>>>>

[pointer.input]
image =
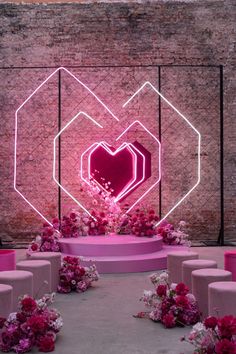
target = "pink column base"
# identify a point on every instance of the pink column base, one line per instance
(7, 260)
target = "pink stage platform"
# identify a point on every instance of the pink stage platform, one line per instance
(120, 253)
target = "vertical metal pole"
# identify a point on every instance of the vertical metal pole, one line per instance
(221, 235)
(59, 144)
(159, 113)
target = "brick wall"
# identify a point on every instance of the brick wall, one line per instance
(96, 37)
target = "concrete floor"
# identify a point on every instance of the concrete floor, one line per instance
(100, 320)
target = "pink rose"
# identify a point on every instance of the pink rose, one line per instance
(168, 320)
(210, 322)
(161, 290)
(28, 304)
(46, 344)
(225, 346)
(181, 289)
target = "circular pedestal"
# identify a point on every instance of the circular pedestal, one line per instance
(120, 253)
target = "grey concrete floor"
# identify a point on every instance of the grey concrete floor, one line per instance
(100, 320)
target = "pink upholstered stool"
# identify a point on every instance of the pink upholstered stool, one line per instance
(41, 270)
(191, 265)
(55, 259)
(6, 292)
(174, 264)
(7, 260)
(230, 263)
(200, 280)
(21, 282)
(221, 298)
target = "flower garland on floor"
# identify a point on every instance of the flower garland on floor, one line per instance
(172, 305)
(214, 335)
(33, 325)
(77, 224)
(74, 277)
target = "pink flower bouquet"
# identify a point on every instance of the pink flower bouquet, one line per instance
(214, 335)
(33, 325)
(172, 305)
(74, 277)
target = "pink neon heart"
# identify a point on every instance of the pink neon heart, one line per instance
(124, 168)
(113, 166)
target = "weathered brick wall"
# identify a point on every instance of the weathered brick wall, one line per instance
(117, 34)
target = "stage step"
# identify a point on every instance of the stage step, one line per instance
(120, 253)
(112, 245)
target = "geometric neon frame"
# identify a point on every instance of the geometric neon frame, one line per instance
(146, 84)
(54, 157)
(159, 161)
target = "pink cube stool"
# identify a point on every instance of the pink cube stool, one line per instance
(221, 298)
(41, 271)
(174, 264)
(230, 262)
(6, 292)
(7, 260)
(21, 282)
(201, 278)
(55, 259)
(189, 266)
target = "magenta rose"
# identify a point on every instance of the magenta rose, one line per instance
(168, 320)
(46, 344)
(227, 326)
(38, 324)
(161, 290)
(28, 304)
(181, 289)
(210, 322)
(34, 247)
(2, 321)
(182, 301)
(225, 346)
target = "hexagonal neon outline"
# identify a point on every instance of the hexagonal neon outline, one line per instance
(54, 157)
(159, 160)
(147, 83)
(16, 130)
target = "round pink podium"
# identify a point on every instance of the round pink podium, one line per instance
(119, 253)
(7, 260)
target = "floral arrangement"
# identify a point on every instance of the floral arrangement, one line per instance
(33, 325)
(214, 335)
(172, 236)
(74, 277)
(140, 223)
(172, 305)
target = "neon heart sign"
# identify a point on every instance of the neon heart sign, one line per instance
(125, 167)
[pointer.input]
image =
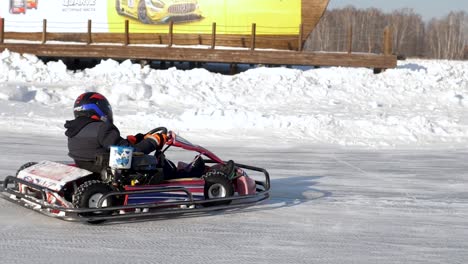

<<<<

→ **EXERCISE DIRECTIONS**: Set the listing down verbatim, excluding pictures.

→ **OUTPUT OF THE TASK**:
[pointer.input]
image =
target = "pink column base"
# identify a point on every instance of the pink column base, one line per instance
(7, 260)
target = "pink stage platform"
# identify a point on every instance of the pink stage platform, one line per instance
(120, 253)
target = "vertical metal pole"
# identify a point on every instance of the vertical metal pole, one line per instance
(221, 235)
(59, 144)
(159, 113)
target = "brick wall"
# identify a point on every instance of the brick wall, one line per instance
(96, 37)
target = "concrete floor"
# identify a point on every instance of the concrete floor, one line per instance
(100, 320)
target = "pink rose"
# identify a point on every instance of the pink rose, one line per instance
(168, 320)
(210, 322)
(161, 290)
(28, 304)
(46, 344)
(225, 346)
(181, 289)
target = "circular pedestal"
# identify a point on every instance of the circular pedestal, one line per instance
(120, 253)
target = "grey concrete floor"
# identify a point on every instance of the grey concrete floor, one line per instance
(100, 320)
target = "pink upholstered stool"
# identify a point on every instance of the pink upholstered stool, one line per instance
(41, 270)
(191, 265)
(55, 259)
(6, 292)
(174, 264)
(7, 260)
(230, 263)
(200, 280)
(21, 282)
(221, 298)
target = "flower garland on floor"
# identify a point on every instance of the flower garland on floor, one line per instance
(172, 305)
(214, 335)
(33, 325)
(77, 224)
(74, 277)
target = "pink flower bouquet"
# identify a point on every instance of the pink flower bouquet, one line per instance
(214, 335)
(33, 325)
(172, 305)
(74, 277)
target = "pink neon heart"
# identify a point on every instance of the pink neon heart, one line per instance
(124, 168)
(113, 166)
target = "weathered brick wall"
# identify a point on every instance of the weathered brick wall, one line per instance
(117, 34)
target = "stage step"
# identify a point on every instance of the stage step, one line per instance
(120, 253)
(112, 245)
target = "geometric neon frame"
# identify a point on every instance of the geometric neon frame, one line per instance
(146, 84)
(54, 157)
(159, 161)
target = "pink cube stool"
# identify a point on every instance of the pink cube stool, one line per instance
(221, 298)
(41, 271)
(174, 264)
(230, 262)
(6, 292)
(7, 260)
(21, 282)
(201, 278)
(55, 259)
(189, 266)
target = "magenta rose"
# identify a point on every instance of the magenta rose, one line per instance
(168, 320)
(46, 344)
(227, 326)
(38, 324)
(161, 290)
(28, 304)
(181, 289)
(210, 322)
(34, 247)
(2, 321)
(182, 301)
(225, 346)
target = "hexagonal neon outline"
# identify a point on every instance of the hexagonal neon outline, one line per instance
(54, 157)
(159, 160)
(147, 83)
(16, 130)
target = "round pink podium"
# identify a point on every instance of the round pink podium, one line per instance
(119, 253)
(7, 260)
target = "floral arrangement"
# identify a point on every instance of the floral arrangement, one line per instance
(33, 325)
(214, 335)
(172, 236)
(74, 277)
(140, 223)
(172, 305)
target = "neon heart sign"
# identify a point on every instance of the neon heart sign, one line per instance
(125, 167)
[pointer.input]
image =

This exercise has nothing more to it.